» WHAT THIS TASK INVOLVES: Report every line of the entries that contains the word "below".

» RECORDS TO USE:
□ □ □ □ □

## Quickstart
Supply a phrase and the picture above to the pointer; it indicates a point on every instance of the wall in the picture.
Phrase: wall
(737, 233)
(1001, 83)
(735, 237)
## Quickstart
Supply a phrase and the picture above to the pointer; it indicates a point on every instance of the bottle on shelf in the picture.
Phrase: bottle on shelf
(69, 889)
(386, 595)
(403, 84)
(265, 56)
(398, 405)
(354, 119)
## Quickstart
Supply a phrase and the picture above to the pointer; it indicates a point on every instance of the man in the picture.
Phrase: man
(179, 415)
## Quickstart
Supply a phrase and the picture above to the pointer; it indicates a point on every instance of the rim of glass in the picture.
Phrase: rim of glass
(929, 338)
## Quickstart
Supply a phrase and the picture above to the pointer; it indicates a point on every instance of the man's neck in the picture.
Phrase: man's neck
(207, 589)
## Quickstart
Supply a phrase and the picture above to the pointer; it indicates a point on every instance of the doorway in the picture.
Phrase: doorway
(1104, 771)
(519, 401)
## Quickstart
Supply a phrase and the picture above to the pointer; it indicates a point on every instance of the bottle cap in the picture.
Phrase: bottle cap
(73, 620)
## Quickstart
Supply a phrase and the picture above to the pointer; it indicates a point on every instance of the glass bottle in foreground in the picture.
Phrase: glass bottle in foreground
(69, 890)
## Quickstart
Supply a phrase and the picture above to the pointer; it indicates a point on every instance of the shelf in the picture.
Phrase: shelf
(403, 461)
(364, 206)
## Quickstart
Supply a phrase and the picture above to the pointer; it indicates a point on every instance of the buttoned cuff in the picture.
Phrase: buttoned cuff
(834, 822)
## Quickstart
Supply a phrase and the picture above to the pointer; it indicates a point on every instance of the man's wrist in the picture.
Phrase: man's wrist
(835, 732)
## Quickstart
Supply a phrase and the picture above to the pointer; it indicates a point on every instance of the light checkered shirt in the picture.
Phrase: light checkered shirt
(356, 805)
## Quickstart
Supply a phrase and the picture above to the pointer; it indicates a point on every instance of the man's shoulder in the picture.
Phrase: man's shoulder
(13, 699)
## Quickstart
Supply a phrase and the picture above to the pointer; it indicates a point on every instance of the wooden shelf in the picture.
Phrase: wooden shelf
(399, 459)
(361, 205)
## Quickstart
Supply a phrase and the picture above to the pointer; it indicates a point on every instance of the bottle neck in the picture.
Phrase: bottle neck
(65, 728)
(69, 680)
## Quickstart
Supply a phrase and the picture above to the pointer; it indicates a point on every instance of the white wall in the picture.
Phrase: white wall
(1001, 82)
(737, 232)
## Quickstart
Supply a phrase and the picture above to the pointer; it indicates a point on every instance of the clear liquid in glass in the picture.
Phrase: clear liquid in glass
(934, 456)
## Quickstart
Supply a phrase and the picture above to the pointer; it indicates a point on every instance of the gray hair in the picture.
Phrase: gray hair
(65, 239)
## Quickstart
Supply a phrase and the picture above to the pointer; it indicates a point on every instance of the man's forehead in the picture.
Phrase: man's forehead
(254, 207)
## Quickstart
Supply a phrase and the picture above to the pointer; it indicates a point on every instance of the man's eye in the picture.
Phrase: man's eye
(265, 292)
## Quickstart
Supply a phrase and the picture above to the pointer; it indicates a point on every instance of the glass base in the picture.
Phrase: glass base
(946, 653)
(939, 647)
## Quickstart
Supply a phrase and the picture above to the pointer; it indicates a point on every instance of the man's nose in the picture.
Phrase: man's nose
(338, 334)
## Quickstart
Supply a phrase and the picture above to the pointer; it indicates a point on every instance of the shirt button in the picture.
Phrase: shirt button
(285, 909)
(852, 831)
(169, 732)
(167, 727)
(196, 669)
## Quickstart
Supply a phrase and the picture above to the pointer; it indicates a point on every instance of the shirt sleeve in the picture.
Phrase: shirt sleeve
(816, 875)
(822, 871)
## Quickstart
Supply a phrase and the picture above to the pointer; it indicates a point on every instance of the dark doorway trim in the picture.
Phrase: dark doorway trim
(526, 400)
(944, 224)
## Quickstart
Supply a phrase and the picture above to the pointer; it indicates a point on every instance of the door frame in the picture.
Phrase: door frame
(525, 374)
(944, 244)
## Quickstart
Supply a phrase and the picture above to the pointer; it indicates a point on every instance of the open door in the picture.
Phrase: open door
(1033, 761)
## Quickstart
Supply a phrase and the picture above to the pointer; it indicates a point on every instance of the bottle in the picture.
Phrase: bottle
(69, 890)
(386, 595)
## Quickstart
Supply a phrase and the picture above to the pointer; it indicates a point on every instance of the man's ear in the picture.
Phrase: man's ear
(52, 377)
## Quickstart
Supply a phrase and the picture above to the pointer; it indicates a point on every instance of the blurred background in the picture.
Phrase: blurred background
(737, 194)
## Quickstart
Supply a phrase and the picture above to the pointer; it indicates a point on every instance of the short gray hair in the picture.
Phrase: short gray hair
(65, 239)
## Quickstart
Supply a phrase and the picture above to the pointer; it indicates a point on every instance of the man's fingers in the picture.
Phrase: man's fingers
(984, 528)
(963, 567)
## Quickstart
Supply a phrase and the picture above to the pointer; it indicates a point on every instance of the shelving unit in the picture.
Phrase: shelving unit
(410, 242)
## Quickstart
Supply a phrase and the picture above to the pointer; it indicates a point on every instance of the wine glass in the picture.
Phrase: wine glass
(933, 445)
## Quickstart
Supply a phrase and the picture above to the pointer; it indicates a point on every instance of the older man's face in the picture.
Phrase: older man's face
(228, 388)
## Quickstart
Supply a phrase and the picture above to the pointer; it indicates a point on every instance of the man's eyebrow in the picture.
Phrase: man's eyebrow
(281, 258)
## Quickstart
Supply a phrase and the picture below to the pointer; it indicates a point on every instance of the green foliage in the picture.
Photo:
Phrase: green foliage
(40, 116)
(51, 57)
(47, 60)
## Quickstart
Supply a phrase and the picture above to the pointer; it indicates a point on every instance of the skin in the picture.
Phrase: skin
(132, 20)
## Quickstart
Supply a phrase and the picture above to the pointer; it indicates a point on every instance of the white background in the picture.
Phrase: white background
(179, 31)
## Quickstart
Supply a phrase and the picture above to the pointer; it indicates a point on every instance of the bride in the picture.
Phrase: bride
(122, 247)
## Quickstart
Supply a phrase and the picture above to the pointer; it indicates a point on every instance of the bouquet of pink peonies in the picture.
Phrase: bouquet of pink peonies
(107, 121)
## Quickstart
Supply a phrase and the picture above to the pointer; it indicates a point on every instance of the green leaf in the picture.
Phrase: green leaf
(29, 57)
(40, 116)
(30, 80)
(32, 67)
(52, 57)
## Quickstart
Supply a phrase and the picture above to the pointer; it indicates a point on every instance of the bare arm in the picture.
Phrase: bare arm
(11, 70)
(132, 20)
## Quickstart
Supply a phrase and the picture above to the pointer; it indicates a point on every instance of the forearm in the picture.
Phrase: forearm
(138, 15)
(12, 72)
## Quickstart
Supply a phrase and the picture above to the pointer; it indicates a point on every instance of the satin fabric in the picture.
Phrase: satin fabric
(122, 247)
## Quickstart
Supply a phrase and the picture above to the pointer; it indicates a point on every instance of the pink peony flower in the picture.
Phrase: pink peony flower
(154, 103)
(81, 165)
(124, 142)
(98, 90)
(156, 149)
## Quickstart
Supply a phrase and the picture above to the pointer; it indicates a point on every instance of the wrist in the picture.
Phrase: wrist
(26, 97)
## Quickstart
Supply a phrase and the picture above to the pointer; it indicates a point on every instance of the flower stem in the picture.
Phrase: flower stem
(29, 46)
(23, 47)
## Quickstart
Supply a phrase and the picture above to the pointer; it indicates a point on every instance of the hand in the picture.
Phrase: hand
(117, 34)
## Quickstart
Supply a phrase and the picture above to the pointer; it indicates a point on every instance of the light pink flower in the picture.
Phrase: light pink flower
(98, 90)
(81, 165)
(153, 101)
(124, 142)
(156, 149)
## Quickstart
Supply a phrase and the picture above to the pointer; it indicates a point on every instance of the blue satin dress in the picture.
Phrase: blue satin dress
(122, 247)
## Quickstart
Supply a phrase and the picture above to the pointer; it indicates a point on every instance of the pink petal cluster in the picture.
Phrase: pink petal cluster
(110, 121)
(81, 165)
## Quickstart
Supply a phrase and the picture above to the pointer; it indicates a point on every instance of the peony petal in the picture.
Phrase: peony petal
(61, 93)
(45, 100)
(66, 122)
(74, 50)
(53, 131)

□ □ □ □ □

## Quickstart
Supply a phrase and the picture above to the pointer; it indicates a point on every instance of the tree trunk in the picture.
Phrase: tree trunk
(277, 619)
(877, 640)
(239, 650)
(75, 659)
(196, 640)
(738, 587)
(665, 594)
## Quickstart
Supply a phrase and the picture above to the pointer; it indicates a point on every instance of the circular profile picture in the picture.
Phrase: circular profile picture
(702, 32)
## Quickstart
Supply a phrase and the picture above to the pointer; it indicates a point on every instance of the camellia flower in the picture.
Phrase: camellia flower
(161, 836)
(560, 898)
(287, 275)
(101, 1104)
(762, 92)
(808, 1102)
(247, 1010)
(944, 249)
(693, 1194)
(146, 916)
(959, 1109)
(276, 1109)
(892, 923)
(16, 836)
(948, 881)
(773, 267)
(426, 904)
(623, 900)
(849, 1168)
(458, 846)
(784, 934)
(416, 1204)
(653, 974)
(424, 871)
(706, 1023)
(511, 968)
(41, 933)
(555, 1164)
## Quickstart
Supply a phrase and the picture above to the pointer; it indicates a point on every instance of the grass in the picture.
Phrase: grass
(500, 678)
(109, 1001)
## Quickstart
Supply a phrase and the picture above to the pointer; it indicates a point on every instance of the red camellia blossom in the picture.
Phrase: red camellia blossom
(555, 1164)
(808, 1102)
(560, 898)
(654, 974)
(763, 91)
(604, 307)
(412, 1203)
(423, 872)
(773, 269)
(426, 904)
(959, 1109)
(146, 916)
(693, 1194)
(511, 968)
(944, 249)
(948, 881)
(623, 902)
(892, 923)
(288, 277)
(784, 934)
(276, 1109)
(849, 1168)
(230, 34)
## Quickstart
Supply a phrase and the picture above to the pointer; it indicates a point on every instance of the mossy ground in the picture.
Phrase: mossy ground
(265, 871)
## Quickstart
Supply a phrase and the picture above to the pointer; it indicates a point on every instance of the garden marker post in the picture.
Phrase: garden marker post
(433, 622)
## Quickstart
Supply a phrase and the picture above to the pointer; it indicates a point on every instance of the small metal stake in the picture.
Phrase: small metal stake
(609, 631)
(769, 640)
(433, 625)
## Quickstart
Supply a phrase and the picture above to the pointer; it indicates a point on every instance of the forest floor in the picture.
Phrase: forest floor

□ □ □ □ □

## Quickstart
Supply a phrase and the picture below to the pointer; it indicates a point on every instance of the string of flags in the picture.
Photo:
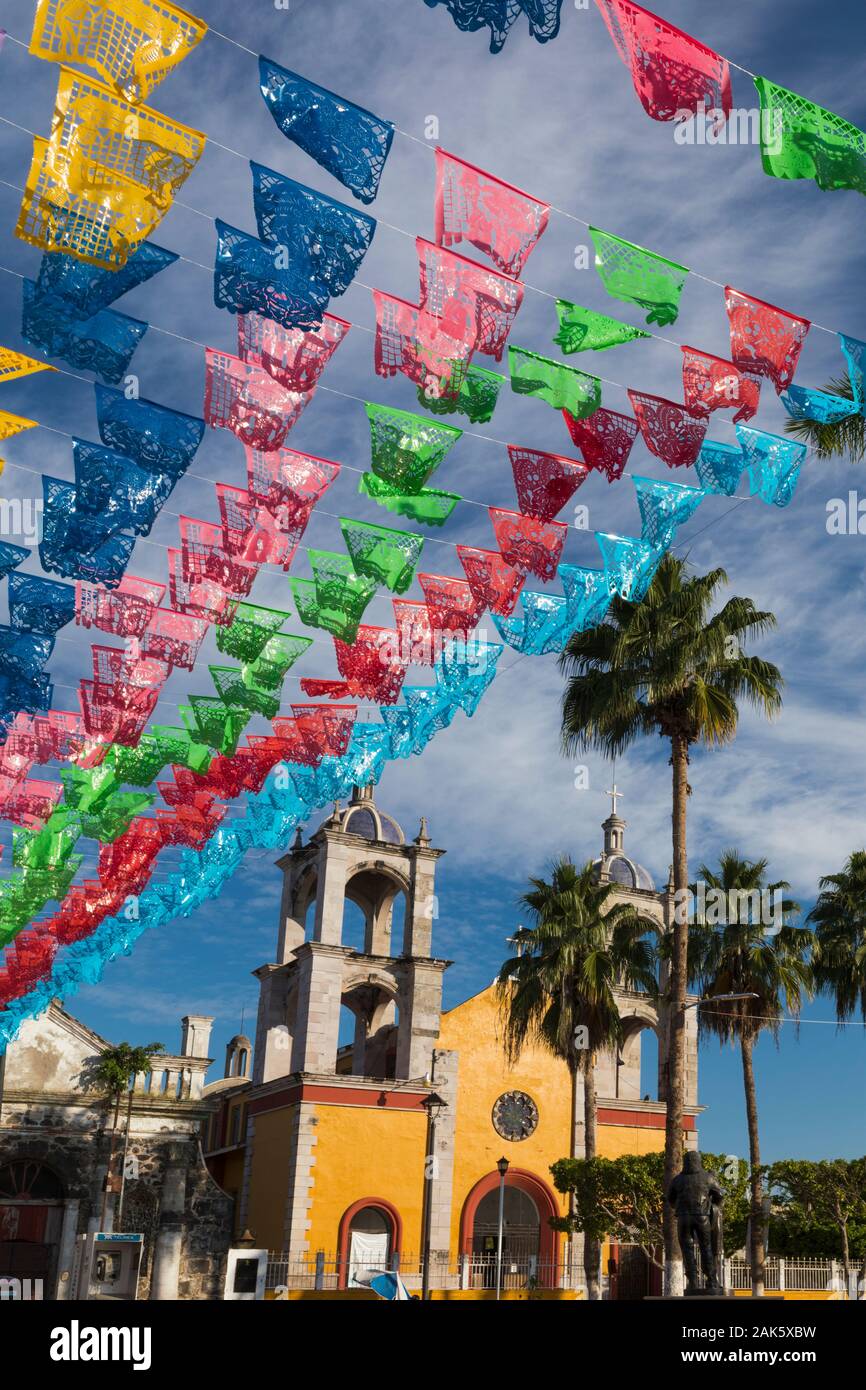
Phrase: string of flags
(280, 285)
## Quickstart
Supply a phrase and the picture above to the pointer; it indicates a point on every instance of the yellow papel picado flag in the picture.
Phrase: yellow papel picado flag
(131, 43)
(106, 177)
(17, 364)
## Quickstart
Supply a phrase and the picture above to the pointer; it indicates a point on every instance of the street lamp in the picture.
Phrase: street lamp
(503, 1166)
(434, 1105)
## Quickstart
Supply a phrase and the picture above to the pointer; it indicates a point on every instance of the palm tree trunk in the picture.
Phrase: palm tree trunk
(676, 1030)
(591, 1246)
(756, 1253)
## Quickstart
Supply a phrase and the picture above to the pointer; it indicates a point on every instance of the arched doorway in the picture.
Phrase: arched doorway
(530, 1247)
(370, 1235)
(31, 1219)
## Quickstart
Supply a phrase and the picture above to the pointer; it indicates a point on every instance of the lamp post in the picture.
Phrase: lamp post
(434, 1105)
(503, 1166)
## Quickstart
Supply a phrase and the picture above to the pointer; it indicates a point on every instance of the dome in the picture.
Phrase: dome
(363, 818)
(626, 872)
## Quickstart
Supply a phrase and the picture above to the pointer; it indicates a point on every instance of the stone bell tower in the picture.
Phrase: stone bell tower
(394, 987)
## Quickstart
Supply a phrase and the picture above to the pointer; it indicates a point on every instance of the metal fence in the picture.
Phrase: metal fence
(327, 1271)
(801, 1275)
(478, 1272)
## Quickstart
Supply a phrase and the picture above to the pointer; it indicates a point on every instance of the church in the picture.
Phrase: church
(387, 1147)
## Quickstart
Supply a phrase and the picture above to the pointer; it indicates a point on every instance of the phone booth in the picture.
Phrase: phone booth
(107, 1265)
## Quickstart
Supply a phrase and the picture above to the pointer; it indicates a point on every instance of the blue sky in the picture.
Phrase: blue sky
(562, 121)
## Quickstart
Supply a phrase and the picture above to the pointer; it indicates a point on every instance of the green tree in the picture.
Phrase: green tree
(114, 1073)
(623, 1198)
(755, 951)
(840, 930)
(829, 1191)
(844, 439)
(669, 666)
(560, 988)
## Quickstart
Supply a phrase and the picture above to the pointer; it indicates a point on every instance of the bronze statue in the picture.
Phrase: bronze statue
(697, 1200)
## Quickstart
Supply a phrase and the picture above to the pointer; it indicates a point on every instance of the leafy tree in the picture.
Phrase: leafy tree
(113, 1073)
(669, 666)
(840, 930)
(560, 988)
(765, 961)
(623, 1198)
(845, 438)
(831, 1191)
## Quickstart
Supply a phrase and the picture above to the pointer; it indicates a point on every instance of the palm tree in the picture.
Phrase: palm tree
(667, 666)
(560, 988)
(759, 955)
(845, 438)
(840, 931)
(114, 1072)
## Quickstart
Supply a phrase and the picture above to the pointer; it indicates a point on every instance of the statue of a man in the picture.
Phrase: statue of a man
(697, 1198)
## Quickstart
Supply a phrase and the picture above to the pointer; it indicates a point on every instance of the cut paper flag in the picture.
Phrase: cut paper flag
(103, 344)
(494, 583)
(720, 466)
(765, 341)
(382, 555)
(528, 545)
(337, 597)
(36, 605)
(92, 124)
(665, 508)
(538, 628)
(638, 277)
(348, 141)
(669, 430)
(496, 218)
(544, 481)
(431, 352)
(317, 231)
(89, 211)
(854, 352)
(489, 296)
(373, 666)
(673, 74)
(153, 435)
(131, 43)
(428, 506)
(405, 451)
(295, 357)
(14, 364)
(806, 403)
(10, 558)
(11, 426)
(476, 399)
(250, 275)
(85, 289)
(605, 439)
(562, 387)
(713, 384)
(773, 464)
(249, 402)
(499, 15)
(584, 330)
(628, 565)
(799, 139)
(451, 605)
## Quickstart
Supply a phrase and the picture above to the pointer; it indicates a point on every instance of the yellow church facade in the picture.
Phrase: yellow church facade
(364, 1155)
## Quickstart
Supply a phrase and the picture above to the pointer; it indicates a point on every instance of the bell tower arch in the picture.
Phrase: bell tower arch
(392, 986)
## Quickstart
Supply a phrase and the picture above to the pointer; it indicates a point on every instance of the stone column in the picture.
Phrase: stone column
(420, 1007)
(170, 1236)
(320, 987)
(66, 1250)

□ □ □ □ □

» YOUR SOLUTION:
Supply a phrase and the picture below to the pointer; it indicates a point on every instance of the green foliage in the picture.
Supply a phrase and the picture below to the pointer; it indicates a point on every instance of the string of flags in the picture.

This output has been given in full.